*What needs to be done:* Extend the news report about the Lake Michigan oil spill from BP's Whiting refinery, starting right after its last sentence.

*Text section:*
******************************

Thursday, March 26, 2015

CONCERNED CITIZENS ASK CHICAGO MAYOR TO INVESTIGATE 1,600 GALLONS OF HEAVY CRUDE OIL SPILLED INTO LAKE MICHIGAN LAST YEAR FROM BP'S WHITING REFINERY.





MARCH 25, 2015

CHICAGO, ILLINOIS

Environmentalist claim heavy oil leak was tar sands.

Environmental activists delivered a letter to Mayor Rahm Emanuel Wednesday demanding a public report and investigation into at least 1,600 gallons of heavy crude oil spilled into Lake Michigan last year from BP's Whiting refinery.

The volunteer groups Tar Sands Free Midwest and Citizens Act to Protect Our Water argue in their letter that immediately after the spill, regional Environmental Protection Agency officials and the U.S. Coast Guard ily denied that the spill included heavy crude oil, which the groups say is particularly hazardous. They also claim that local government officials have done nothing to investigate the spill or to penalize BP since last year.

******************************

*Recorded data:*

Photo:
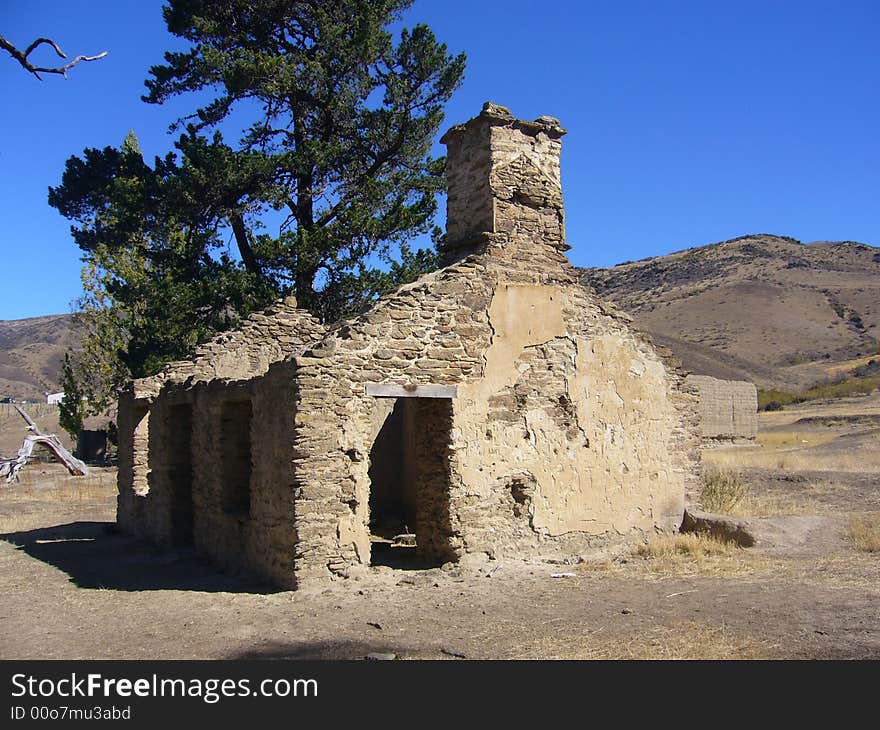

******************************

*Expected answer:*
"Heavy petroleum oil" was found on the property according to a "U.S. Marine Safety Laboratory Oil Sample Analysis Report" dated April 7, 2014, supplied by Debra Michaud, a spokeswoman for Tar Sands Free Midwest, who said the materials were obtained through a Freedom of Information Act request.

Michaud said she is confident "heavy petroleum oil" refers to tar sands crude oil, a type of heavy crude oil.

"This really was a monster waiting to explode," said Michaud. "We've been waiting a year and haven't heard anything."

Shannon Breymaier, a spokeswoman for Emanuel, responded to the group's claims by saying the mayor asked BP in late March 2014 to provide the city with a report "on its efforts to control oil discharged from its Whiting Refinery on March 24 due to malfunctioning equipment."

BP sent Emanuel a letter in early May 2014 that "laid out the spill response steps it had taken in conjunction with the EPA and Coast Guard," she said, adding that while the mayor was "pleased to learn from the federal government that the discharged oil was contained and cleaned up, he has made it clear to BP that he expects the company to be vigilant in its work to prevent future spills."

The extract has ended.